Problem statement: Your reply should contain only the line with "occurrences of orange" and the lines after it through the end of the data, each written out exactly.

Dataset extract:
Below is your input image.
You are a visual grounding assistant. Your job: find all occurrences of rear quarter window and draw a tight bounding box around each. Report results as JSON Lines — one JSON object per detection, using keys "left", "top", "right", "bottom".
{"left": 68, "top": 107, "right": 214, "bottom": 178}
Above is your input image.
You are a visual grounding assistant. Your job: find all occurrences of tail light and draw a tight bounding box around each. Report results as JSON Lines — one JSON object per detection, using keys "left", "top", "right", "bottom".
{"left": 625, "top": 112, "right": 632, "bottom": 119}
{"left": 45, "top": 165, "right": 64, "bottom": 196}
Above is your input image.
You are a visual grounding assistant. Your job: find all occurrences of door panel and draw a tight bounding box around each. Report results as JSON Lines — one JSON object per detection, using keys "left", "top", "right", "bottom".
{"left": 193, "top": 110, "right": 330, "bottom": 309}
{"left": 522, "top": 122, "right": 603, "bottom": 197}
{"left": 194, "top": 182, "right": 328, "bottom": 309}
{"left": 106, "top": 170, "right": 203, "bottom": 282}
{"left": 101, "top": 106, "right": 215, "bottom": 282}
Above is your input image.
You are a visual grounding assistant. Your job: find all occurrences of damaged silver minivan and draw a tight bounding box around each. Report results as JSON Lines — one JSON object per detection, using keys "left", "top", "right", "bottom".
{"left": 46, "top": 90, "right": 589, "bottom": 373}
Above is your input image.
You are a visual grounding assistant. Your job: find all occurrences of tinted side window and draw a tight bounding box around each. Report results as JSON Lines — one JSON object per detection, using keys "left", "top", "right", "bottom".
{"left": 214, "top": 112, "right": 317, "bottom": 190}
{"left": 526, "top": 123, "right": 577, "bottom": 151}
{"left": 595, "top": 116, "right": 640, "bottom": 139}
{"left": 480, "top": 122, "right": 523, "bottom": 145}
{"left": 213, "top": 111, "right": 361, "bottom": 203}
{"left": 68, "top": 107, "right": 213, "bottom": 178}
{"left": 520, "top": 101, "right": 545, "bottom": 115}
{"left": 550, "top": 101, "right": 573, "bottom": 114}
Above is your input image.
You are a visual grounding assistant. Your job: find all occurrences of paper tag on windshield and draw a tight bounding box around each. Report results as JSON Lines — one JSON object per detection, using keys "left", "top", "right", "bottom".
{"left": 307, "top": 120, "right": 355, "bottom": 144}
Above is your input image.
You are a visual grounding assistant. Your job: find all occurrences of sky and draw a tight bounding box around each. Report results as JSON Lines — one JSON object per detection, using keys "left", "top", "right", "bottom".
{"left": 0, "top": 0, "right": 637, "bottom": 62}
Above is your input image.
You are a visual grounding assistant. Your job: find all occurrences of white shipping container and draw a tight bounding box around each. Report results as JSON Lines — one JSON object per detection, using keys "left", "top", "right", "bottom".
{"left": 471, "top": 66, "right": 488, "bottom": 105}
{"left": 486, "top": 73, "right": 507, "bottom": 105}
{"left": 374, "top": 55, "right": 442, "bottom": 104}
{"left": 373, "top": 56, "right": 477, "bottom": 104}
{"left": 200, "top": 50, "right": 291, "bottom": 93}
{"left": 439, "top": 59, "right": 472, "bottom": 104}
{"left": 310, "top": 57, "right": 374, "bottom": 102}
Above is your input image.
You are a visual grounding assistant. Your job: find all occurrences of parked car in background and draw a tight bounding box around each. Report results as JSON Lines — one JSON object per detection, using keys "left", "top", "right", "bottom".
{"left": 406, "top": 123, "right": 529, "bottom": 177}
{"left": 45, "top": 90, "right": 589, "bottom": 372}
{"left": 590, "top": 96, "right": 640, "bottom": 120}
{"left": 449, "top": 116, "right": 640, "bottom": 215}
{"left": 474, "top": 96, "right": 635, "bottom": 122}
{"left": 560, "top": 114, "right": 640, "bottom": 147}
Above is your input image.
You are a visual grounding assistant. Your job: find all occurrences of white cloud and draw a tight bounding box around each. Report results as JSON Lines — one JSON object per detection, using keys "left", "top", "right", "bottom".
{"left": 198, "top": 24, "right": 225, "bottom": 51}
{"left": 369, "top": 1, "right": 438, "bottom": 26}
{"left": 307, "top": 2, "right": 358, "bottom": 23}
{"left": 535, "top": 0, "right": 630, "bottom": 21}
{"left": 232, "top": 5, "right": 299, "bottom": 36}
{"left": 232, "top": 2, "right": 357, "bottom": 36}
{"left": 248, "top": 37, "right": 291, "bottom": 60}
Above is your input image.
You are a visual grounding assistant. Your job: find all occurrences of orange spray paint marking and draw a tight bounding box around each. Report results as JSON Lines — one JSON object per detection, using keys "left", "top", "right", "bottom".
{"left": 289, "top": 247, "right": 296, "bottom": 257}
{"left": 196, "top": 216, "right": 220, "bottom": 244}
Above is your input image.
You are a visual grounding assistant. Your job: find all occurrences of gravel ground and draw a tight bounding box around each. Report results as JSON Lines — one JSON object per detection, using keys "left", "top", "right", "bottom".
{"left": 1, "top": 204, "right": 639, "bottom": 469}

Response area:
You are a visual grounding assistant. Your job: find all occurrences of orange spray paint marking and draw a tight bounding box around each. Report results as JSON Lines — one JSON object per detection, using keys "left", "top", "right", "bottom".
{"left": 289, "top": 247, "right": 296, "bottom": 257}
{"left": 196, "top": 216, "right": 220, "bottom": 244}
Above is your input image.
You are a visual grounding assistant. Your job: find all occurrences of gravel ground and draw a tight bounding box around each. Report results as JSON Lines — one JSON object per detection, using keys "left", "top", "right", "bottom".
{"left": 1, "top": 204, "right": 639, "bottom": 469}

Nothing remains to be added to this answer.